## Work required:
Pick out each line in the listing below that contains the string "cabinet", matching case exactly.

## The records:
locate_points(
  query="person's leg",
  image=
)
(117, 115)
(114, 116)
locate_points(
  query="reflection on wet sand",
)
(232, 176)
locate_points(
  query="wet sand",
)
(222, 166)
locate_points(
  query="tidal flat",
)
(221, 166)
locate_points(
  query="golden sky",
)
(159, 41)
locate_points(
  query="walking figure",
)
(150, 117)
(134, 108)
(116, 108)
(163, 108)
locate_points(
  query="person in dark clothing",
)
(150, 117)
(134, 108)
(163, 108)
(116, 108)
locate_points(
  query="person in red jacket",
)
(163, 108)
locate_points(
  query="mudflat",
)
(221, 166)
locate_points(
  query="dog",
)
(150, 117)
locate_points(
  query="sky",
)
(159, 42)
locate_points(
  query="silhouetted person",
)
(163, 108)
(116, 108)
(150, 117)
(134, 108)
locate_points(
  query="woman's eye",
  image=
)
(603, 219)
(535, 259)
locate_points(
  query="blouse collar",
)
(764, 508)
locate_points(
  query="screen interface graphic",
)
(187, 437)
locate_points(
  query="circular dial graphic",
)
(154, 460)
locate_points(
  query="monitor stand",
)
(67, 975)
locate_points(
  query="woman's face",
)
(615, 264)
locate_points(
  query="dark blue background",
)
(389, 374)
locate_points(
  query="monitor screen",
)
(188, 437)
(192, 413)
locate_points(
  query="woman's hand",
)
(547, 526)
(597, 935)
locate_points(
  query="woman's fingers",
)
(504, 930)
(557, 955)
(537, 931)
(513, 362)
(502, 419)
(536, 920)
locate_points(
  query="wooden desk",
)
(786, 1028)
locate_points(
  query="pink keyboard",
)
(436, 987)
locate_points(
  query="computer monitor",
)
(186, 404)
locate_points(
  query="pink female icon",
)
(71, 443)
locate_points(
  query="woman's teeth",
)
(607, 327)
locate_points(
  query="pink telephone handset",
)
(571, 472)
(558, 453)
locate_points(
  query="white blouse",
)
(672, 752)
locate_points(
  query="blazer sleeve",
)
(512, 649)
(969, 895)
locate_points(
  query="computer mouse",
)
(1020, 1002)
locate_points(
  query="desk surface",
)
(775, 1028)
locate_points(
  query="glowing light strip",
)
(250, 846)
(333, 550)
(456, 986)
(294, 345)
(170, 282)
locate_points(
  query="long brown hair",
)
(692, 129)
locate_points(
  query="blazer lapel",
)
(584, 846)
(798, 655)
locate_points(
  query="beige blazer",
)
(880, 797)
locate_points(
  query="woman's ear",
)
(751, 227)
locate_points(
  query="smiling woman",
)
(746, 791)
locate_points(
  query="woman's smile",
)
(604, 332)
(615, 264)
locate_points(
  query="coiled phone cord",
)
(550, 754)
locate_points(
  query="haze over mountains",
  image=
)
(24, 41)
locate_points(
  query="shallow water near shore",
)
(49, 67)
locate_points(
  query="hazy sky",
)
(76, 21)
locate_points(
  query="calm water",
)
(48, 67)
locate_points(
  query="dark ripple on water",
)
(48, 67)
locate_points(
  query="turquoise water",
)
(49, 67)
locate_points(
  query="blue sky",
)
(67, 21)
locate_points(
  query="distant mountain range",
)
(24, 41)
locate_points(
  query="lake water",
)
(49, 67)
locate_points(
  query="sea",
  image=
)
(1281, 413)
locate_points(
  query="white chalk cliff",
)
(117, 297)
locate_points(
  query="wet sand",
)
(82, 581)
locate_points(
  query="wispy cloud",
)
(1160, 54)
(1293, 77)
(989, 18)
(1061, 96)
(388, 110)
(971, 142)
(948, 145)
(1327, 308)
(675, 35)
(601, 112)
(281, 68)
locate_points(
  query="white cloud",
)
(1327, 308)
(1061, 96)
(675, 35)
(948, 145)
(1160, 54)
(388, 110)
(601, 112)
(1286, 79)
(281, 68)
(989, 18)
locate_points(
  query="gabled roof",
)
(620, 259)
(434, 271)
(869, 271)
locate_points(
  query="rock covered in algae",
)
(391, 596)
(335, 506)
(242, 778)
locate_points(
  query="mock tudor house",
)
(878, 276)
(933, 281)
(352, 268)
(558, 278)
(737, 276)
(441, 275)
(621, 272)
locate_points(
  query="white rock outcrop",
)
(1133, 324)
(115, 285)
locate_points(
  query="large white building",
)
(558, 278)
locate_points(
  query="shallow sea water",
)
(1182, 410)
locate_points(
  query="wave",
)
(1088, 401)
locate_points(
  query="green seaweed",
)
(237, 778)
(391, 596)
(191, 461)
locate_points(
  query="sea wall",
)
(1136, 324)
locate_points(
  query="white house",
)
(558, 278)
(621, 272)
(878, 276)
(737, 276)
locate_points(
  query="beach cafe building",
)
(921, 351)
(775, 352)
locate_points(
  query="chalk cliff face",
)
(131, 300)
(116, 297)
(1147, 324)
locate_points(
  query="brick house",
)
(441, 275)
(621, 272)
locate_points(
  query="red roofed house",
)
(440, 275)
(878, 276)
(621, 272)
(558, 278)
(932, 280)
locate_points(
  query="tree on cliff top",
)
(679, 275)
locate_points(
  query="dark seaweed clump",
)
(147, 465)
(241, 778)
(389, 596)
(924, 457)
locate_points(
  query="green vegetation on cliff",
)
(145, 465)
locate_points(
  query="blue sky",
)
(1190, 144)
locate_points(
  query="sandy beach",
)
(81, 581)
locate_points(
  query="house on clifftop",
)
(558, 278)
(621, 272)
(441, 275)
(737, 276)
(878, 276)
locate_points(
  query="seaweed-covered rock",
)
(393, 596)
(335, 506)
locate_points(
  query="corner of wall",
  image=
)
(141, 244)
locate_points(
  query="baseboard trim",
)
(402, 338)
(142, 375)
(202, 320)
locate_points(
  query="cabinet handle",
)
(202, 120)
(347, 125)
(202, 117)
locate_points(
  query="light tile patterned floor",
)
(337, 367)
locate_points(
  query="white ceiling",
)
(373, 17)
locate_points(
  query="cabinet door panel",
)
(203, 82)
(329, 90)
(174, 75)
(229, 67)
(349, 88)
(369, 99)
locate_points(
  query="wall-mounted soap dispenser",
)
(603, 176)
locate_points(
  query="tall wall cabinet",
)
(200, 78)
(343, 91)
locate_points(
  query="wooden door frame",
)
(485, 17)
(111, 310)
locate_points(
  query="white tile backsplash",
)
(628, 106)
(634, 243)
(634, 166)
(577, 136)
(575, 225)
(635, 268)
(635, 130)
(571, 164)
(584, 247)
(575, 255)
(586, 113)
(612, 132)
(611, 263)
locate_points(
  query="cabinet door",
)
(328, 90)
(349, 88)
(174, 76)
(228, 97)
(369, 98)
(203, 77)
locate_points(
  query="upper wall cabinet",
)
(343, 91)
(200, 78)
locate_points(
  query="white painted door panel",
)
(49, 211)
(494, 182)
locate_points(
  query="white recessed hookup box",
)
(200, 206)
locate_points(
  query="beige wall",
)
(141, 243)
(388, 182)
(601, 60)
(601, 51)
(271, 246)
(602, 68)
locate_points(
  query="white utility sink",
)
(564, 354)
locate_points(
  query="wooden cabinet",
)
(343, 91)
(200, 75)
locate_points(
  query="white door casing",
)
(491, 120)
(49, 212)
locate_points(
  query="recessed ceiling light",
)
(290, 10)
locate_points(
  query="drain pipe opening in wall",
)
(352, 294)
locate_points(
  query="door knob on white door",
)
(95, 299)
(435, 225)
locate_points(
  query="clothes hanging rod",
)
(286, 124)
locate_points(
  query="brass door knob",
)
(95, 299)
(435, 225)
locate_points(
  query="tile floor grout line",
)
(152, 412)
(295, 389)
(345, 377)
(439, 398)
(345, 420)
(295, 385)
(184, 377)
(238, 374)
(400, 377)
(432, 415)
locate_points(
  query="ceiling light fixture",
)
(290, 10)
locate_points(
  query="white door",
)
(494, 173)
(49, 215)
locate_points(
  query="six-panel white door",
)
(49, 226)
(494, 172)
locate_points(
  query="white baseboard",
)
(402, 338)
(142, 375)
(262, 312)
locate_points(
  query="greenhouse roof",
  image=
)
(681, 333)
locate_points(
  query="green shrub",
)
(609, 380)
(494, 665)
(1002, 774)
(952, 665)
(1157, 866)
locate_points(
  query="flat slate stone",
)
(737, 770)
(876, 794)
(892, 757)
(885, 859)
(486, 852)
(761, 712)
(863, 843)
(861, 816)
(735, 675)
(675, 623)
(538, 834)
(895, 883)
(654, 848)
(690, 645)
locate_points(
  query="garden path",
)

## The solution:
  query="cabinet handle",
  query="cabinet door panel",
  query="tall wall cabinet",
  query="cabinet door",
  query="upper wall cabinet",
  query="wooden cabinet",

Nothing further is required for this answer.